GIVEN PASSAGE
# # # # #

McColl joined Diamond Power Speciality Ltd in 1981, an engineering company supplying equipment to the power industry worldwide; during his tenure he studied part-time for a master's degree in International Accounting and Finance. Head-hunted by Coopers & Lybrand, in 1985 he became a consultant, working with companies in financial difficulties that needed guidance. The following year he left Coopers to become a self-employed "company doctor", during which he made money through two successful turnarounds.

===Clyde Blowers===

In 1992, McColl paid £1million to buy 29.9% of family-owned engineering company Clyde Blowers plc; the company was then losing money on a turnover of £4million, but had a full listing on the London Stock Exchange. After he took the company private and increased his holding to 70% in 2001, over the following five years Clyde Blowers bought six of its eight major competitors, and now has a 55% global market share of its original core business in blower manufacture. In May 2007, Clyde Blowers bought Weir Pumps from Weir Group plc, the company at which McColl had started his career. In September 2008, McColl led a team which enabled Clyde Blowers to acquire the entire Fluid & Power Division of Fortune 500 multi-industry company Textron, in a deal worth over $1 billion. Clyde Blowers presently consists of 85 companies in 27 different countries, employing 5,000 people around the world, with an annual turnover in excess of £1.35 billion. In 2018, it was announced that Clyde Blowers exited their portfolio company, Cone Drive, The Timken Company for a reported multi-million dollar deal.

# # # # #

STUDY MATERIAL
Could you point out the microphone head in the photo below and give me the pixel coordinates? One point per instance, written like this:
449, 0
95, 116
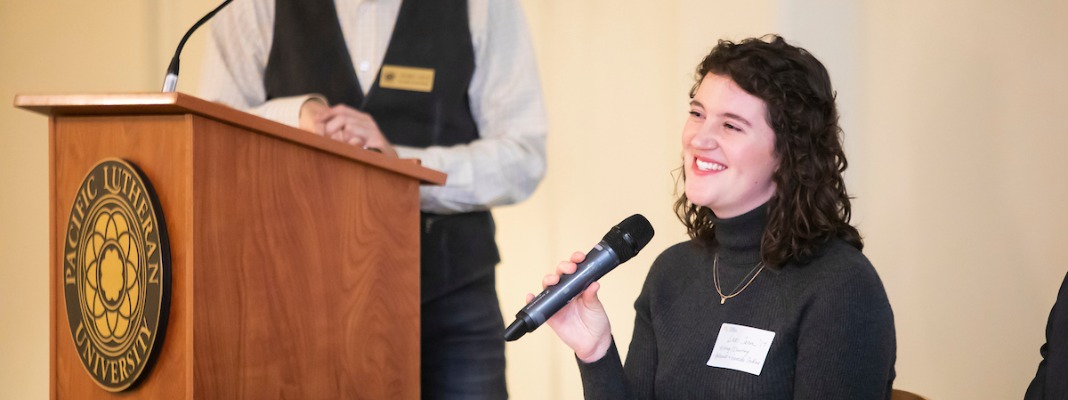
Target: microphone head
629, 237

# # # # #

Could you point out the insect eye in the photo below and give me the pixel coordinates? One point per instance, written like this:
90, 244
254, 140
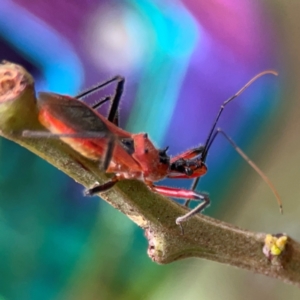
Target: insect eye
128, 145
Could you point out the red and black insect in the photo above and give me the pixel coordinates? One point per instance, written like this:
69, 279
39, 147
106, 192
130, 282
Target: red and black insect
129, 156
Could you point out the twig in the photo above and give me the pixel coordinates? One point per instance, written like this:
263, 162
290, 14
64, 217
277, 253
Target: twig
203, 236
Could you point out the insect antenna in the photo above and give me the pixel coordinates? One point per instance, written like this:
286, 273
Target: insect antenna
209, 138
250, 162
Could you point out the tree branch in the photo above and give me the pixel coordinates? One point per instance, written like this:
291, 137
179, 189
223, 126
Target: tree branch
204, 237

# # # # #

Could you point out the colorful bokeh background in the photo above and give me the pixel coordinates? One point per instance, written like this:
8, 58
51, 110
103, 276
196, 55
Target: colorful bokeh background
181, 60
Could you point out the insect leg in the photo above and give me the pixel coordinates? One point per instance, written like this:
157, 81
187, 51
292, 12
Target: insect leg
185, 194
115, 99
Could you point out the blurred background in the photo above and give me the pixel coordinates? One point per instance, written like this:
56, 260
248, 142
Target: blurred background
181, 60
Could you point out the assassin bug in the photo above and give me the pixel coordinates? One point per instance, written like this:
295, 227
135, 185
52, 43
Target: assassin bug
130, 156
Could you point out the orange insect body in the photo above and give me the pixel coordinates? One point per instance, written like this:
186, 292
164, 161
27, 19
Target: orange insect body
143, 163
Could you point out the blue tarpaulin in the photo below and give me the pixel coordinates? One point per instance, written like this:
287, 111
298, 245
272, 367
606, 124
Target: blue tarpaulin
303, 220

# # # # #

STUDY QUESTIONS
1 > In the passage about McColl's business career, what did Clyde Blowers buy from Weir Group plc in May 2007?
2 > Write the next part of the passage about McColl and Clyde Blowers, starting after its final sentence.

ANSWERS FOR THE EXERCISE
1 > Weir Pumps

2 >
===Ferguson Marine===

McColl was involved in the takeover of Ferguson Marine Engineering Limited after the business went into liquidation in August 2014. His intervention prevented the last remaining shipyard on the Lower Clyde from closure. Later in 2015 his yard was controversially awarded a ferry contract to build two new ferries for Caledonian MacBrayne. Issues such as disputes over the design led to the ferries being over budget and incomplete when the yard was nationalised in 2019. The Ferry Fiasco is an ongoing political scandal in Scotland, exposing management failures across all parties involved.

===Recognition===
McColl was appointed Officer of the Order of the British Empire (OBE) in the 2001 Birthday Honours for services to the engineering industry. McColl won an "Alumnus of the Year" award from Strathclyde University in 1998, was awarded an honorary doctorate by Napier University in 2003, and an honorary doctorate by Glasgow University in 2007. McColl won the Entrepreneurial Exchange 'Entrepreneur of the Year Award' for 1999/2000, and the Ernst & Young "Master Entrepreneur of the Year Award" for 2001. In July 2005, McColl was awarded The Prince Philip Medal 2005 'Certificate of Achievement' for an outstanding contribution to the engineering industry. In May 2006, McColl was presented with a Scottish International Business Achievement award from The Princess Royal.

===Personal life===
McColl and his wife Shona are now resident in Monaco. They also have a home outside Glasgow, and McColl is a keen car enthusiast for both modern and classic cars.

McColl was a supporter of the Scottish Government's policy of independence for Scotland, but in early 2015 changed his view, stating that "the decision's been made" following the 2014 referendum; however, he supports the idea of further tax devolution. He was a member of the Scottish Government's Scottish Council of Economic Advisers, and spends much of his spare time working on a Glasgow-based welfare-to-work programme.

The 2017 edition of the Sunday Times Rich List estimated his fortune at £1.07 billion.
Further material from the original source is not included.